▸ **About this task**: Working down the material below, reproduce exactly every line from the one containing "the red vertical" to the last line, and only those.

═════ Provided information ═════

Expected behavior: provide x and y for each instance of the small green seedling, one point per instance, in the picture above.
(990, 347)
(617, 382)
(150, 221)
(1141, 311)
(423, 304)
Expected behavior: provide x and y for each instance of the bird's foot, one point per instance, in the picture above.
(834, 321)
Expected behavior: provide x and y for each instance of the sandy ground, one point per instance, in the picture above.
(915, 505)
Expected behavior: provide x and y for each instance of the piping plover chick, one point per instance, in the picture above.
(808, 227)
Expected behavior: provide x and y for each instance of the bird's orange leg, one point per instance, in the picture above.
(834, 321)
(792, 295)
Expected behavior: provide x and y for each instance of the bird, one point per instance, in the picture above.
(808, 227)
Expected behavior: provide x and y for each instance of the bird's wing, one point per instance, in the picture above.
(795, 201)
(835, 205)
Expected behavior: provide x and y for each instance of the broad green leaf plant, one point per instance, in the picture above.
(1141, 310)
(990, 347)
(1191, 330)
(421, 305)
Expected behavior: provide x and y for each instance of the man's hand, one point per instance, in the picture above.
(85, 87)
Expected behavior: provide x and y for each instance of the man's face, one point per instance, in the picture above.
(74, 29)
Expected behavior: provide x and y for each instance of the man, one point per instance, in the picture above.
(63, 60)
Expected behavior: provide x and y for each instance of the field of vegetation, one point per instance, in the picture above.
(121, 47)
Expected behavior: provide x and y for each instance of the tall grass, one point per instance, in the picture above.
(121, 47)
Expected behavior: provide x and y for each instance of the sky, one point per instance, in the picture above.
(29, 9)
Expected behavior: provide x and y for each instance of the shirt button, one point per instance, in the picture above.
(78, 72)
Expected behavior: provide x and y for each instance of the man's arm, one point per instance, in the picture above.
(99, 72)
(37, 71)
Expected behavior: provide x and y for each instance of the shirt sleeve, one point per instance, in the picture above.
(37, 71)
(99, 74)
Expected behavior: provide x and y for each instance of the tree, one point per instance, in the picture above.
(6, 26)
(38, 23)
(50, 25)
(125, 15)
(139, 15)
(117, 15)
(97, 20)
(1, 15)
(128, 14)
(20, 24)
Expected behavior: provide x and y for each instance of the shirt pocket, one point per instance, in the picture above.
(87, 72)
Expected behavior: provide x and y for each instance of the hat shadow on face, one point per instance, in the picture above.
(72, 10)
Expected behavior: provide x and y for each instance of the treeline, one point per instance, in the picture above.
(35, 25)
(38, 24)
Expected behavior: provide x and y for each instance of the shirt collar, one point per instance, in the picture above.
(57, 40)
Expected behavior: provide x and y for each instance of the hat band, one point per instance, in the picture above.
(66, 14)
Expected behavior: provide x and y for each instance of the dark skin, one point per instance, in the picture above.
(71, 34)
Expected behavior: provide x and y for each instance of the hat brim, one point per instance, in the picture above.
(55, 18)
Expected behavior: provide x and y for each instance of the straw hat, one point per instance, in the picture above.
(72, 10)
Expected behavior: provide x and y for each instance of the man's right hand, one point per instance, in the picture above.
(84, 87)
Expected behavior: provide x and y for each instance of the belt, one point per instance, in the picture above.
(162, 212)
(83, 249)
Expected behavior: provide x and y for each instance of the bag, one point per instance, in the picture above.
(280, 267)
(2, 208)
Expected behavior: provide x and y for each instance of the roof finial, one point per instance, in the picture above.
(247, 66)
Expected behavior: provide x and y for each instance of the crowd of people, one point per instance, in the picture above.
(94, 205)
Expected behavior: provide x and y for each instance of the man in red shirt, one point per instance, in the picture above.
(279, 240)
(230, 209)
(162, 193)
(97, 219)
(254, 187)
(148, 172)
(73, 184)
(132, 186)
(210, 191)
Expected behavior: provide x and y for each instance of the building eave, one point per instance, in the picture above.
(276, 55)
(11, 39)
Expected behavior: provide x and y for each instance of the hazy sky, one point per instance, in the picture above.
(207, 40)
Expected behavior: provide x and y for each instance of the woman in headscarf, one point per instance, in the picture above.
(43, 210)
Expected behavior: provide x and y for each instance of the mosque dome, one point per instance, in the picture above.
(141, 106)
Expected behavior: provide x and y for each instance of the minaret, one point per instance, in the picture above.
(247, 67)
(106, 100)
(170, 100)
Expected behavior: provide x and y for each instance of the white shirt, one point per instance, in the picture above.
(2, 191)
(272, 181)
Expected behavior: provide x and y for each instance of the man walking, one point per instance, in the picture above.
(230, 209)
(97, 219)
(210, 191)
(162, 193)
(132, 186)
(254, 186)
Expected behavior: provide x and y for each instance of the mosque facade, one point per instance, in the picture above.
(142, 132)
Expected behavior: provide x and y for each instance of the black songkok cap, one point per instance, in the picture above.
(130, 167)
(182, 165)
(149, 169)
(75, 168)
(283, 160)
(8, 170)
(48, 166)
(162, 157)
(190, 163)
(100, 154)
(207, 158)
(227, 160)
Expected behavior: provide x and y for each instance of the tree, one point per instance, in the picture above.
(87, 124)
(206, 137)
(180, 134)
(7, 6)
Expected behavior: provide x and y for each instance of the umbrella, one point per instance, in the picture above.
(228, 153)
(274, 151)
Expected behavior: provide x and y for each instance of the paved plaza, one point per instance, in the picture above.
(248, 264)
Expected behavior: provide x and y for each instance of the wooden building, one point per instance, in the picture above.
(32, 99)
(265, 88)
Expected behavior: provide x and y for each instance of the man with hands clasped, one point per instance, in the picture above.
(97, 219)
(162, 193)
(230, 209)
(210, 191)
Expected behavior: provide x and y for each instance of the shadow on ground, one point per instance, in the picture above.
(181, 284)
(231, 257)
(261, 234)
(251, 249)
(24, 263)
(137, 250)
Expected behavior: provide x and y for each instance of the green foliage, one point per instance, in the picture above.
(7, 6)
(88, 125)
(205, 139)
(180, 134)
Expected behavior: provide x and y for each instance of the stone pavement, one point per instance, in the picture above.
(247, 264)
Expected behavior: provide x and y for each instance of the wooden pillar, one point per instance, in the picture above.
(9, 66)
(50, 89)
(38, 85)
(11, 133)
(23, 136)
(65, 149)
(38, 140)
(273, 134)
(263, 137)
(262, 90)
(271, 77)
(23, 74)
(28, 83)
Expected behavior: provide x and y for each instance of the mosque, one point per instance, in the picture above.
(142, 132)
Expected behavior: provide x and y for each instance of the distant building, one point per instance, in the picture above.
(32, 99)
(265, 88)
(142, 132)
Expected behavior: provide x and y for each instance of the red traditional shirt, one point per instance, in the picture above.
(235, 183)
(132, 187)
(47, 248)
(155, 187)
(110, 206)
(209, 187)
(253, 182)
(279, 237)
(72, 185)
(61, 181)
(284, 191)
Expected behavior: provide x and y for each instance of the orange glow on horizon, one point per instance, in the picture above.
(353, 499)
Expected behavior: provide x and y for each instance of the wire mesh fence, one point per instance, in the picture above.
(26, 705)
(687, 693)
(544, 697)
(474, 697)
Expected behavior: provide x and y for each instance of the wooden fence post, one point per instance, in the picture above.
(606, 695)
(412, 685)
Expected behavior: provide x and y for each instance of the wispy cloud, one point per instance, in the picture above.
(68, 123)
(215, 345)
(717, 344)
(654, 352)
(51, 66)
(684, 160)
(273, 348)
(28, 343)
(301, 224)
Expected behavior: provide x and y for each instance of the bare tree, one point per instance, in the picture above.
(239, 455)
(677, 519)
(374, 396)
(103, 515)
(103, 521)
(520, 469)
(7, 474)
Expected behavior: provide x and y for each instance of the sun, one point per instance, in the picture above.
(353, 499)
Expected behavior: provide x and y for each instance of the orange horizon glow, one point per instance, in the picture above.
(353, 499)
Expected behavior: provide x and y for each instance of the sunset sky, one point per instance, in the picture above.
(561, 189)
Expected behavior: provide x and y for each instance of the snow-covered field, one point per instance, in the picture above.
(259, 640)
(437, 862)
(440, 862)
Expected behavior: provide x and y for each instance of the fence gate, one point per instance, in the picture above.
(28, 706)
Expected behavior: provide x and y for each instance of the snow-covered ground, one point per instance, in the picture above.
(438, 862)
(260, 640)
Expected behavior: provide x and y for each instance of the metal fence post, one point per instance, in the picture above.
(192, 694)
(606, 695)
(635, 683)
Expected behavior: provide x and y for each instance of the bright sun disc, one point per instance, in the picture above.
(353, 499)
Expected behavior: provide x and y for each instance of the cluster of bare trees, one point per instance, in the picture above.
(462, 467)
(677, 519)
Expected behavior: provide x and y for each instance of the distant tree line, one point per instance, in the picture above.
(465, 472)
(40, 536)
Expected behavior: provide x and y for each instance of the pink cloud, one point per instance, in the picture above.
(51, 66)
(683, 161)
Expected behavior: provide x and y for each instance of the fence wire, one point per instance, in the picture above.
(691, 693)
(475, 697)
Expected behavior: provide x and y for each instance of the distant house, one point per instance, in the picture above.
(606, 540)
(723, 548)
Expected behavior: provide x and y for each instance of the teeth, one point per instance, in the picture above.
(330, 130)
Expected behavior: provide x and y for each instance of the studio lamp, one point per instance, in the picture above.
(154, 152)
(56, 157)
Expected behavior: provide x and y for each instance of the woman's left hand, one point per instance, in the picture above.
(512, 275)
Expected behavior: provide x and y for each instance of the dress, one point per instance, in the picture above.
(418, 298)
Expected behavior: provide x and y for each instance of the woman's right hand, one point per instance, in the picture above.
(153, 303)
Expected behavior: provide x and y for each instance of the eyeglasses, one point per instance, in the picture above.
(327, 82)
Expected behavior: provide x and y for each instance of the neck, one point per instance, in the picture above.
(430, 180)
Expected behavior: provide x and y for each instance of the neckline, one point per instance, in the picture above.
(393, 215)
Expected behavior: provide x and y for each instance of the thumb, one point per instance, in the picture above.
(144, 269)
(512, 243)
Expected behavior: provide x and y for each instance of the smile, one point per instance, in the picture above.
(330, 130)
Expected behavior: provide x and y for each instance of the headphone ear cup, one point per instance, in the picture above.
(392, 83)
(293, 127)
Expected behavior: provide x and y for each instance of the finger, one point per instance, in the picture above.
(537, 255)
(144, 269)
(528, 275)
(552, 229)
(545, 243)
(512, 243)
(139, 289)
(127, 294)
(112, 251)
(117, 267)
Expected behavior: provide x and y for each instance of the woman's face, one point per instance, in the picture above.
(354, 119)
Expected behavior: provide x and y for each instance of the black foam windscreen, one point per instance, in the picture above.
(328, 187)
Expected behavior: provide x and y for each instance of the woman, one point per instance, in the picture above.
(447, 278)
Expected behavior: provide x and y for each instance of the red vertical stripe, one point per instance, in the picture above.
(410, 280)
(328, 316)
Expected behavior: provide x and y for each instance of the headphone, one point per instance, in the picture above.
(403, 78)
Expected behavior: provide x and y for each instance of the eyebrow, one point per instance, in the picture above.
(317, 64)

═════

▸ **Response box**:
Expected behavior: provide x and y for each instance of the red vertical stripe, one point per instance, in the picture above.
(410, 280)
(328, 316)
Expected behavior: provide x and y for each instance of the headphone, one point per instance, in the picture above.
(403, 78)
Expected behavior: provide x and y for each instance of the eyebrow, one point per instance, in the picture above.
(317, 64)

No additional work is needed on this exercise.